→ Spatial localization data
--- --- ---
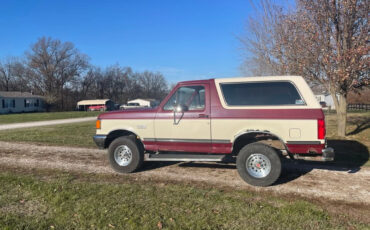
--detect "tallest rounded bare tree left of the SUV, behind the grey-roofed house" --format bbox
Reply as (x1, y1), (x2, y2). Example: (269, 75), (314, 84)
(26, 37), (88, 109)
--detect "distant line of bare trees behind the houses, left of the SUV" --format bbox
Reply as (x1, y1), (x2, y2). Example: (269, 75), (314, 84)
(0, 37), (168, 110)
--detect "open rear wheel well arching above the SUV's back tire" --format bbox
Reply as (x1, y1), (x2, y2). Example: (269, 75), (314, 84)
(232, 132), (287, 155)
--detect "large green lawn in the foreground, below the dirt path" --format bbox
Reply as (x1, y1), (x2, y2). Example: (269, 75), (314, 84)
(0, 168), (369, 229)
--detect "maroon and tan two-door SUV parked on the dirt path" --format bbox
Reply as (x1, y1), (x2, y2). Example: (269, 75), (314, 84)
(94, 76), (334, 186)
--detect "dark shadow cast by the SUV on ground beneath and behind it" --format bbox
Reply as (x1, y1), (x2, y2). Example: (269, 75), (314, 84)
(140, 140), (370, 185)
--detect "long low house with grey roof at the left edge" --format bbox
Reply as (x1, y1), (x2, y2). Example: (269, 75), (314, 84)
(0, 91), (45, 114)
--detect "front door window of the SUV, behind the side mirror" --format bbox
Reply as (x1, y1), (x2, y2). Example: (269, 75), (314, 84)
(163, 86), (205, 111)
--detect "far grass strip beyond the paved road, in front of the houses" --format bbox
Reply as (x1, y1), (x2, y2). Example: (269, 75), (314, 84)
(0, 111), (101, 124)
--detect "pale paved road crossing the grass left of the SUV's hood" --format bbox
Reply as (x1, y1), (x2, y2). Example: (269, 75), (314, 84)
(0, 117), (96, 130)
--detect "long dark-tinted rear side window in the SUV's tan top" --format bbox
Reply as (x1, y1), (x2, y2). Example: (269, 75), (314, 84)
(221, 82), (304, 106)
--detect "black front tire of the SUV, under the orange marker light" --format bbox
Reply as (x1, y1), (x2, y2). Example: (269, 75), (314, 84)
(108, 136), (144, 173)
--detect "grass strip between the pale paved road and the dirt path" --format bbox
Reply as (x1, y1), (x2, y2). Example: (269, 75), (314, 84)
(0, 121), (96, 147)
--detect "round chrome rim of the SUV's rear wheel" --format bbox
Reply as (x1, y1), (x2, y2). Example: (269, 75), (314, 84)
(246, 153), (271, 178)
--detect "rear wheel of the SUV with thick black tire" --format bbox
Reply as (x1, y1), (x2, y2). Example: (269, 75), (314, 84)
(236, 143), (281, 187)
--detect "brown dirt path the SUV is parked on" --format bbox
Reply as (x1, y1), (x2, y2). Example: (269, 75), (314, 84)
(0, 142), (370, 205)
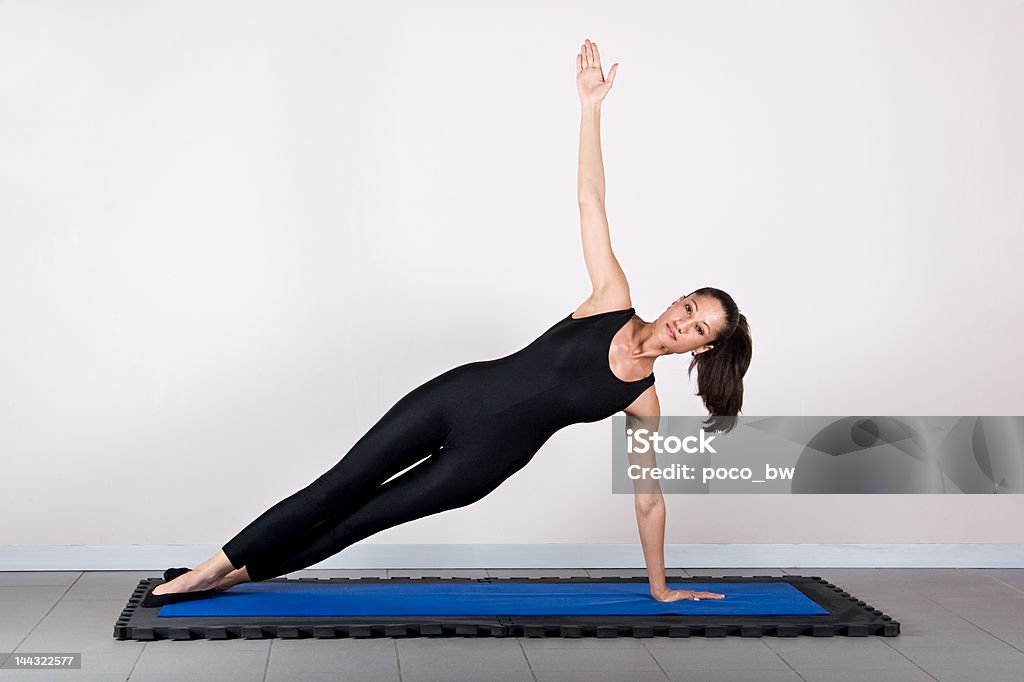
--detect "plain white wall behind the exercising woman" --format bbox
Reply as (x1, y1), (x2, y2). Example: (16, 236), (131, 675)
(0, 0), (1024, 545)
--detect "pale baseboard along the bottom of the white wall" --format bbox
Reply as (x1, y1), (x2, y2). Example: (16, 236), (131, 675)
(0, 543), (1024, 570)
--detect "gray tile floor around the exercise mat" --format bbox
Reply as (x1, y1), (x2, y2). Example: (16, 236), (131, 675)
(0, 568), (1024, 682)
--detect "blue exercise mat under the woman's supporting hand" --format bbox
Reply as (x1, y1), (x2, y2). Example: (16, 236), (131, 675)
(160, 582), (828, 617)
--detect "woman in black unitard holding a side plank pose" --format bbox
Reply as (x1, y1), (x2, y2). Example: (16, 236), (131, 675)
(142, 40), (751, 606)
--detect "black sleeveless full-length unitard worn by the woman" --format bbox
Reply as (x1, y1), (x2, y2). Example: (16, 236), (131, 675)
(223, 308), (654, 581)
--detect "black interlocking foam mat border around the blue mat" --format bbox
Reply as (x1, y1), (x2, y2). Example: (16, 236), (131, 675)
(114, 574), (900, 640)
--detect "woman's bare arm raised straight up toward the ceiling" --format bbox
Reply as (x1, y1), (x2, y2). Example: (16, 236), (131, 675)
(577, 40), (630, 314)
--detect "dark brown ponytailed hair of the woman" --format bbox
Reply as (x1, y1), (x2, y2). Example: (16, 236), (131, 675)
(686, 287), (753, 433)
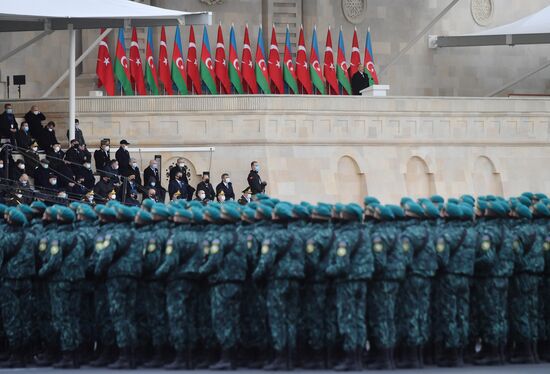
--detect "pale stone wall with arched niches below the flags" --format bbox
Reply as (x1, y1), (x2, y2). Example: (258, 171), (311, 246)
(4, 96), (550, 202)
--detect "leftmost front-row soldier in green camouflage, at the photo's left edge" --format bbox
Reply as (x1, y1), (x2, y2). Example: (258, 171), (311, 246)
(0, 208), (35, 368)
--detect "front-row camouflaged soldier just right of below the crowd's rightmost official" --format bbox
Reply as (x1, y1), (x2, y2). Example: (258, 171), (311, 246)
(253, 203), (304, 370)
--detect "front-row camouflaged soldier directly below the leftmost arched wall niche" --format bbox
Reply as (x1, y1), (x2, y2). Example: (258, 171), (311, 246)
(326, 204), (374, 371)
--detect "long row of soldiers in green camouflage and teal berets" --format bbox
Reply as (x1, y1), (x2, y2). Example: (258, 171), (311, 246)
(0, 193), (550, 370)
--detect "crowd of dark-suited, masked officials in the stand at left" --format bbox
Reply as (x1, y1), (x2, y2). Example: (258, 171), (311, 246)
(0, 104), (267, 206)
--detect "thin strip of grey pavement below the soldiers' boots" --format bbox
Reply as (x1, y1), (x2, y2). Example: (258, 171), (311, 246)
(4, 363), (550, 374)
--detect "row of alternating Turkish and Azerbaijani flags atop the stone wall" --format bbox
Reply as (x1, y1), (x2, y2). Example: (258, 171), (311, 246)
(96, 24), (378, 96)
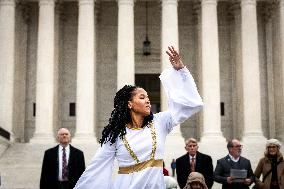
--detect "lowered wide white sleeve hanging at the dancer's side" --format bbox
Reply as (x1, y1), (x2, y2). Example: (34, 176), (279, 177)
(74, 142), (116, 189)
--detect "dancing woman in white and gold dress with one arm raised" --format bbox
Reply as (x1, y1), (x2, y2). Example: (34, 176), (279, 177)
(75, 47), (203, 189)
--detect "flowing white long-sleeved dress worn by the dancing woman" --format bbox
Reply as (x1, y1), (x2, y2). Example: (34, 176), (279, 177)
(75, 67), (203, 189)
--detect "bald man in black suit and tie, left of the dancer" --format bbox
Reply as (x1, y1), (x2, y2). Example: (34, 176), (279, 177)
(40, 128), (85, 189)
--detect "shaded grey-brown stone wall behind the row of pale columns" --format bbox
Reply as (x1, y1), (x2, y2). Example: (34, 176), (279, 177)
(9, 1), (283, 141)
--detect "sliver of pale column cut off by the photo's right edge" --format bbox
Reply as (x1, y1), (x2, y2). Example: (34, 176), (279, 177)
(279, 0), (284, 141)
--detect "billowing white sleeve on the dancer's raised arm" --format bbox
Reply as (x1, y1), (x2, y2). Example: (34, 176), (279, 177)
(160, 67), (203, 125)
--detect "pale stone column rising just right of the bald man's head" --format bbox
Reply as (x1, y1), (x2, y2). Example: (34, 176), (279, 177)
(75, 0), (95, 141)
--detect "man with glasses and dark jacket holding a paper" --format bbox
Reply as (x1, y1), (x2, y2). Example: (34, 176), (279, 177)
(214, 139), (254, 189)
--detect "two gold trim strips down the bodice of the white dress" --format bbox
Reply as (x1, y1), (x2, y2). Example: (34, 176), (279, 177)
(122, 121), (157, 163)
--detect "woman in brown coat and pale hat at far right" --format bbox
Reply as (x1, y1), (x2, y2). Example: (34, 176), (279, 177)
(254, 139), (284, 189)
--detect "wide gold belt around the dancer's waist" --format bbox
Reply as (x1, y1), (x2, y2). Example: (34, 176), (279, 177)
(118, 159), (163, 174)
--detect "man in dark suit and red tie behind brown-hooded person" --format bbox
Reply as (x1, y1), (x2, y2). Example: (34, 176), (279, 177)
(176, 138), (213, 189)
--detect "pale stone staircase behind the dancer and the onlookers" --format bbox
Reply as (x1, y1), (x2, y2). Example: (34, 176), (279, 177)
(0, 139), (284, 189)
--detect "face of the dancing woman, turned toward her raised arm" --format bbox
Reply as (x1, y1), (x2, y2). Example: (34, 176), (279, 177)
(128, 88), (151, 116)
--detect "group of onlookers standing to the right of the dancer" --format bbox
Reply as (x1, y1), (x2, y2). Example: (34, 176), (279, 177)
(164, 138), (284, 189)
--- --- ---
→ WHAT THIS TASK INVOLVES
Every line above with the string "arched" in it should be copied into the answer.

→ OUTPUT
--detect "pale stone wall with arched niches below the flags" --format bbox
--detect "front-row camouflaged soldier directly below the leftmost arched wall niche" --format bbox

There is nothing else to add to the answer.